At the start of the 1990s, Austria Wien enjoyed its most recent period of sustained success: three-straight Bundesliga titles from 1991 to 1993; three Austrian Cup titles in 1990, 1992 and 1994; and four Austrian Supercup titles in 1991, 1992, 1993, 1994. However, the club declined in the late 1990s due to financial problems which forced key players to be sold.

Austria Wien was taken over by Austro–Canadian billionaire Frank Stronach's Magna auto-parts consortium in 1999. Following deals with the Memphis cigarette company, the club was renamed FK Austria Memphis Magna. Stronach's investment in players, with a budget three times larger than the average in the league, saw a first Bundesliga title for ten years in 2002–03. Despite this, head coach Walter Schachner was fired. Although his replacement Christoph Daum could not retain the league title, he won the Austrian Cup.

In 2004, Memphis was dropped from the club's name. Austria Wien reached the UEFA Cup quarter-final in 2004–05, where they were eliminated by Parma. On 21 November 2005, Frank Stonach withdrew from the club. Consequently, several players (including top scorer Roland Linz, Vladimír Janočko, Joey Didulica, Libor Sionko, Filip Šebo and Sigurd Rushfeldt) were sold to other teams the following summer. The 2005–06 season nonetheless concluded with a Bundesliga and Cup double.

• [To do]
1. In the Austria Wien history, which club eliminated Austria Wien in the 2004–05 UEFA Cup quarter-final?
2. Please write the next part of the Austria Wien club history, picking up after its final sentence.

Collected data
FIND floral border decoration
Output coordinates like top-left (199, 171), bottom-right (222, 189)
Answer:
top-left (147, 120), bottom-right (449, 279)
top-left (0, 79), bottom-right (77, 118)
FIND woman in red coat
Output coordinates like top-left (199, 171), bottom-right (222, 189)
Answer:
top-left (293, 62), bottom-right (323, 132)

• [List of answers]
1. Parma

2.
The loss of key players and a much lower budget for the 2006–07 season saw the club suffer. Despite losing 4–1 on aggregate to Benfica in the preliminary round of the UEFA Champions League, the team managed to qualify (against Legia Warsaw winning 2–1 on aggregate) for the group phase of the UEFA Cup. Former player and coach Thomas Parits became general manager. After the side lost three days later 4–0 away to Red Bull Salzburg, Partis terminated coaches Peter Stöger and Frank Schinkels. Georg Zellhofer replaced them. The season saw a sixth-place finish in the Bundesliga despite being in last place at Christmas. However, the club also won the Cup that year. The side improved the following season, finishing in third in the league.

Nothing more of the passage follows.